**Goal:** Copy out all of the following data word for word, omitting the pictures.

**Material for this task:**
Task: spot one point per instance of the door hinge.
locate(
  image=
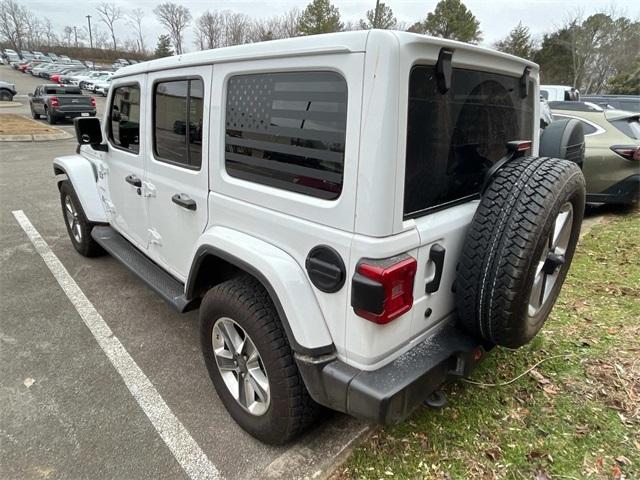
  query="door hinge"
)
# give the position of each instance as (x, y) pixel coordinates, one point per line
(148, 189)
(154, 237)
(102, 171)
(108, 207)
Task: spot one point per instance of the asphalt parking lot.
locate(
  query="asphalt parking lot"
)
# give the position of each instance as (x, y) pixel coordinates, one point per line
(65, 411)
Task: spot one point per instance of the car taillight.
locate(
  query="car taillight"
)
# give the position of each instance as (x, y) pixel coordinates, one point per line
(382, 290)
(630, 152)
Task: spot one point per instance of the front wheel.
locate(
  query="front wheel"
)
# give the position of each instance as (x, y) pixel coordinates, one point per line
(78, 227)
(250, 362)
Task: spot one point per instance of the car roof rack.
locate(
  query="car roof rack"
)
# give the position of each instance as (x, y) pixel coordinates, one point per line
(575, 106)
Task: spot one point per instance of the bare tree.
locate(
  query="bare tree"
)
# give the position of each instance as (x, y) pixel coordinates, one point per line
(13, 23)
(209, 30)
(67, 36)
(48, 33)
(135, 20)
(175, 18)
(109, 14)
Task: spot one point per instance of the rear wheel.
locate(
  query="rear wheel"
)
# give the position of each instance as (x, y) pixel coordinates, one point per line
(51, 119)
(250, 362)
(519, 248)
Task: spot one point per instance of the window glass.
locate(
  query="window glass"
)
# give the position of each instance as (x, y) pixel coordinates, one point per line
(287, 130)
(178, 122)
(124, 118)
(454, 138)
(588, 128)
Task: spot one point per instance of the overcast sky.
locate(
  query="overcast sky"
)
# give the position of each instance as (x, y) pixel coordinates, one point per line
(496, 17)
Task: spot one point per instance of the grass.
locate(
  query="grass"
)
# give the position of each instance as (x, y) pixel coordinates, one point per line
(574, 416)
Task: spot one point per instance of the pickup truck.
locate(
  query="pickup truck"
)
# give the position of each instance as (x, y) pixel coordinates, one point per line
(7, 91)
(58, 102)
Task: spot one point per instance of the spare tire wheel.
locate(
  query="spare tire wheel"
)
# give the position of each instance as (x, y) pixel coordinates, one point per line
(519, 248)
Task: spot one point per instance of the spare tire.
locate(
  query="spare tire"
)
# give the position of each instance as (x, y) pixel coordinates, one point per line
(519, 248)
(563, 138)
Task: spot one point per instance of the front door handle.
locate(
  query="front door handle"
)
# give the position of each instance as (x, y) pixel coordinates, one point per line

**Answer below:**
Task: spot one point per instance of the door hinge.
locate(
  image=
  query="door hinge"
)
# give the position of each instance as (x, y) pixel coordinates, one point per line
(148, 189)
(154, 237)
(102, 171)
(108, 207)
Task: spot one point per instance of the asphalt parking lot.
locate(
  query="asphalt parking lot"
)
# give the position of each instance as (x, y) pixel coordinates, one point per line
(65, 411)
Task: spot one point per instance of the car taillight.
locate(
  query="car taillight"
)
# give the position of each instance as (x, y) pixel coordinates, one point per line
(382, 290)
(630, 152)
Task: spot one point per instance of the front wheel.
locate(
  query="front wheel"
)
# give the position of each instance as (x, y) pixel coordinates, one point per line
(78, 227)
(250, 362)
Task: spot one point per instance of the car roof rack.
locate(
  query="car roof rack"
)
# give the position of each instance as (x, y) pixel coordinates, one point per line
(575, 106)
Task: spot one point per instance of the bare tree.
locate(
  query="bare tree"
)
# give the position of each instance as (x, y) pixel coordinates, one point per line
(13, 23)
(209, 30)
(67, 36)
(48, 33)
(135, 20)
(175, 18)
(109, 14)
Task: spot one point per instance of the rear wheel.
locate(
  query="rear wheel"
)
# give the position of each instance as (x, y) pixel coordinates, one point per line
(51, 119)
(250, 362)
(519, 248)
Task: spot one point per instance of the window glass.
locate(
  query="window glass"
)
# give the position of each instance as (x, y) pixel coordinates, one point per line
(287, 130)
(178, 122)
(124, 118)
(454, 138)
(588, 128)
Task: spot one point per instance of the overcast sky.
locate(
  query="overcast sky"
)
# give the position of each instance as (x, y) pixel coordinates, one point per line
(496, 17)
Task: spot one point per instance of the grass.
locate(
  query="grass"
)
# give the position of each instance as (x, y) pixel coordinates, one point per line
(574, 416)
Task: spot one point per instance of the pickup truck.
locate(
  query="pickup truck"
)
# give the position of each instance as (x, y) pixel coordinates, one point per line
(7, 91)
(58, 102)
Task: spot one point per instance of the spare tire wheel.
locate(
  query="spare tire wheel"
)
# give the position of each instance as (x, y) pixel coordinates, one point per line
(519, 248)
Task: spot one point per instance of the spare tire.
locate(
  query="spare tire"
)
# give the position of each instance as (x, y) pixel coordinates, one point per line
(519, 248)
(563, 138)
Task: spot one point per instance of the front door handle.
locate(
  query="front door handle"
)
# give the position of each instance as (x, y) pixel coordinates, one point per line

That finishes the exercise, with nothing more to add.